John Singer Sargent and His Muse


Book Description

This sensitive and compelling biography sheds new light on John Singer Sargent’s art through an intimate history of his family. Karen Corsano and Daniel Williman focus especially on his niece and muse, Rose-Marie Ormond, telling her story for the first time. In a score of paintings created between 1906 and 1912, John Singer Sargent documented the idyllic teenage summers of Rose-Marie and his own deepening affection for her serene beauty and good-hearted, candid charm. Rose-Marie married Robert, the only son of André Michel, the foremost art historian of his day, who had known Sargent and reviewed his paintings in the Paris Salons of the 1880s. Robert was a promising historian as well, until the Great War claimed him first as an infantry sergeant, then a victim, in 1914. His widow Rose-Marie served as a nurse in a rehabilitation hospital for blinded French soldiers until she too was killed, crushed under a bombed church vault, in 1918. Sargent expressed his grief, as he expressed all his emotions, on canvas: He painted ruined French churches and, in Gassed, blinded soldiers; he made his last murals for the Boston Public Library a cryptic memorial to Rose-Marie and her beloved Robert. Braiding together the lives and families of Rose-Marie, Robert, and John Sargent, the book spans their many worlds—Paris, the Alps, London, the Soissons front, and Boston. Drawing on a rich trove of letters, diaries, and journals, this beautifully illustrated history brings Sargent and his times to vivid life.

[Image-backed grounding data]
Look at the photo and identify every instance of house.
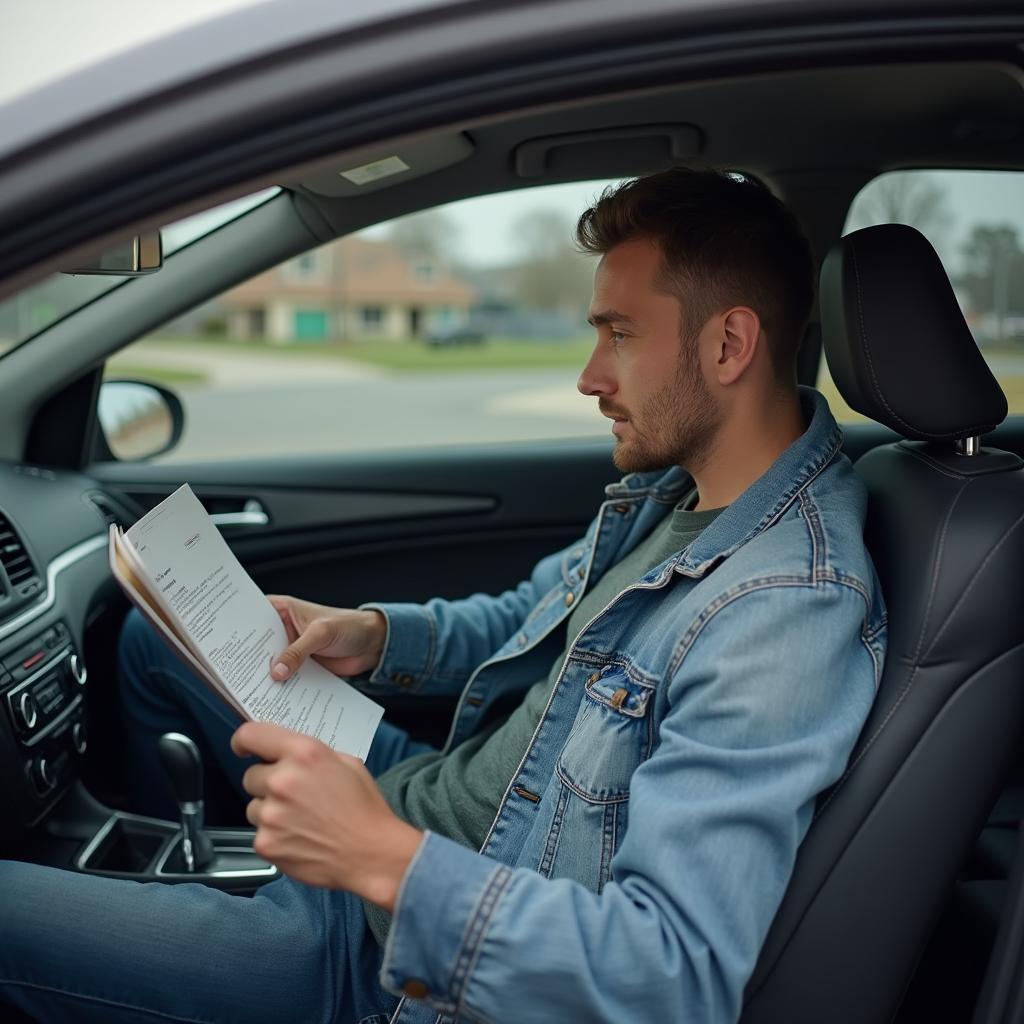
[218,236,476,342]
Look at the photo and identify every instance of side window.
[106,181,608,462]
[818,171,1024,422]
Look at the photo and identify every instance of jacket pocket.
[555,667,654,804]
[537,667,653,892]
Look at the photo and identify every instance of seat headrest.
[819,224,1007,441]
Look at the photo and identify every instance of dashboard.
[0,463,135,834]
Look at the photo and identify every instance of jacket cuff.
[359,603,437,693]
[381,831,512,1016]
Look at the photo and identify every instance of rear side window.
[818,171,1024,422]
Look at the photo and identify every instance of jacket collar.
[605,387,843,575]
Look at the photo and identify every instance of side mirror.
[96,380,185,462]
[60,231,164,278]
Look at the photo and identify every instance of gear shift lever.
[157,732,213,871]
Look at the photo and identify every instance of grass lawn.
[140,336,594,373]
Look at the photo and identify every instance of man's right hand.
[267,594,387,681]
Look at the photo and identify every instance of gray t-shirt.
[365,495,722,944]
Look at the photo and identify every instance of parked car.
[0,0,1024,1024]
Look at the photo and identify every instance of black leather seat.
[742,225,1024,1024]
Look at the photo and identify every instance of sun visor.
[515,124,703,180]
[296,132,475,198]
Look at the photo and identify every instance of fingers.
[266,594,301,643]
[246,800,263,828]
[231,722,299,761]
[270,618,332,681]
[242,764,270,797]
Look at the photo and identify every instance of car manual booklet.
[110,483,383,760]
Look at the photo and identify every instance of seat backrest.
[741,225,1024,1024]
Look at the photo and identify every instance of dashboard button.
[22,650,46,672]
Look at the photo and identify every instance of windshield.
[0,186,281,357]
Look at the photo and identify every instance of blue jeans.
[0,613,436,1024]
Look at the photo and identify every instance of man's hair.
[575,167,814,380]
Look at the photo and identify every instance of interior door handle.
[210,498,270,527]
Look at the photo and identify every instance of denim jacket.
[368,389,886,1024]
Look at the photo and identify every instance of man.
[0,169,885,1022]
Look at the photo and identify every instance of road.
[124,342,1024,462]
[126,344,610,462]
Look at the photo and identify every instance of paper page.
[124,484,383,759]
[108,525,252,719]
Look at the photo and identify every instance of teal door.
[295,309,327,341]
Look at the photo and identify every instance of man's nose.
[577,343,615,396]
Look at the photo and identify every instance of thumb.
[270,620,330,682]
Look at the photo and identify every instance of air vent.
[0,515,36,591]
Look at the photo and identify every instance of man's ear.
[714,306,761,387]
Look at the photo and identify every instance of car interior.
[0,8,1024,1024]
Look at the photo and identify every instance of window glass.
[818,171,1024,421]
[106,181,610,462]
[0,186,281,356]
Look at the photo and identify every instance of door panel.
[90,441,618,605]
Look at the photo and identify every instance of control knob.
[17,690,39,729]
[68,651,89,686]
[31,757,57,793]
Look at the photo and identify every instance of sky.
[0,0,263,103]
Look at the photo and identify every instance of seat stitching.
[927,512,1024,654]
[814,480,970,819]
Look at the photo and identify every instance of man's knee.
[118,608,195,708]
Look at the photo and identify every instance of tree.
[957,223,1024,341]
[513,207,594,315]
[387,210,459,266]
[849,171,953,250]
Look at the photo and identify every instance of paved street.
[114,343,610,462]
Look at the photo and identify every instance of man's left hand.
[231,722,423,912]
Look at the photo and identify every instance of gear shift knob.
[157,732,203,806]
[157,732,213,871]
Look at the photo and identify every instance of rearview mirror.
[96,380,184,462]
[60,231,164,278]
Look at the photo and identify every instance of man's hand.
[267,594,387,681]
[231,722,423,912]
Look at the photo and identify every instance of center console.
[75,811,280,892]
[0,621,88,825]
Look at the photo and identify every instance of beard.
[600,339,722,473]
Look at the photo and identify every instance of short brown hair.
[575,167,814,379]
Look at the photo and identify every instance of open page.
[112,484,383,758]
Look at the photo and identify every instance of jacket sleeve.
[381,583,881,1024]
[360,541,583,694]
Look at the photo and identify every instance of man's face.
[577,239,721,473]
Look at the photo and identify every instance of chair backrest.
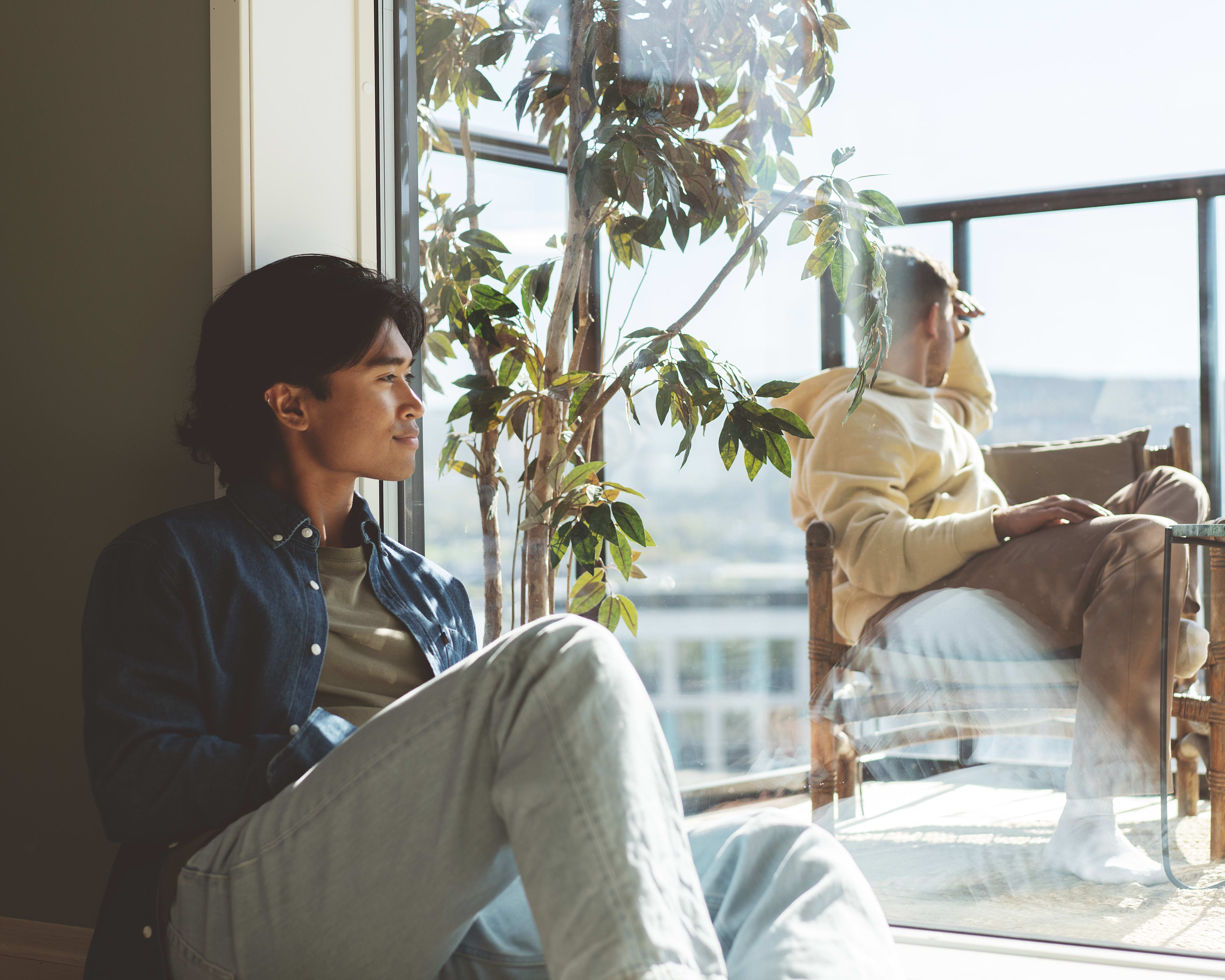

- _WHAT YOU SHOULD DO_
List the places that the book description names as the worlds spanned by the book.

- _WRITTEN SOLUTION_
Paris
the Alps
London
the Soissons front
Boston